DOCUMENT TEXT
※ ※ ※

Mar 26, 2012
Volunteers Survey Homeless Neighbors from Coast to Coast
The Campaign truly felt like a national movement in March, as communities from Alaska to Virginia held registry weeks to identify and survey their most vulnerable and chronically homeless neighbors. Registry weeks are a key part of this movement, because they help communities know every homeless person on the streets by name. We will never solve homelessness in America without accomplishing that pivotal goal.
Over 4,000 volunteers in nearly 60 communities throughout the U.S. have now engaged in the registry week process, conducting more than 30,000 interviews with homeless adults. This year, many more communities plan to renew their registries or conduct registry weeks for the first time!
Last week alone, three new communities completed registry weeks to identify their most vulnerable homeless neighbors. Juneau, Alaska; Dallas, Texas; and the Virginia Peninsula each hosted the local volunteer event that has become the starting place and life's blood of the Campaign in so many communities. They joined Mesa County, CO, which kicked off Colorado's statewide Campaign effort with its own registry week earlier in March.
(Photo credit: 50 Peninsula)
One of the Campaign’s central tenets is the strong belief that in order to solve the problem of homelessness in America, every community must identify each of its homeless neighbors by name. Registry week is an chance for community volunteers to do so by using the Vulnerability Index survey to gather information about those sleeping on their streets. This information helps local service providers match vulnerable people with medical and mental health services, but it also helps them expedite the permanent housing process. To get the information they need, volunteers walk the streets of their communities block by block between the hours of four and seven in the morning counting and surveying those they find. In the process, they put a name and a face to homelessness and lay the groundwork for ongoing local efforts to end it.

※ ※ ※

RECORDS SUPPLIED
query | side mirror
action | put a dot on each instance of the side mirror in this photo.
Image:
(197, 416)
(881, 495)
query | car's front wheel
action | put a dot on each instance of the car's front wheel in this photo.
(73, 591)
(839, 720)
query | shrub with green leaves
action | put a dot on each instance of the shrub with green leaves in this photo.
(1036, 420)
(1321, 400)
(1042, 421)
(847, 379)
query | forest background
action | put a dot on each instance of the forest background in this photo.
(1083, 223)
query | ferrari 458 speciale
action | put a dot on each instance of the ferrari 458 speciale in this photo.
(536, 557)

※ ※ ※

EXERCISE
Duplicate the passage in the registry week article from "Last week alone, three" up to and including "earlier in March.".

EXPECTED ANSWER
Last week alone, three new communities completed registry weeks to identify their most vulnerable homeless neighbors. Juneau, Alaska; Dallas, Texas; and the Virginia Peninsula each hosted the local volunteer event that has become the starting place and life's blood of the Campaign in so many communities. They joined Mesa County, CO, which kicked off Colorado's statewide Campaign effort with its own registry week earlier in March.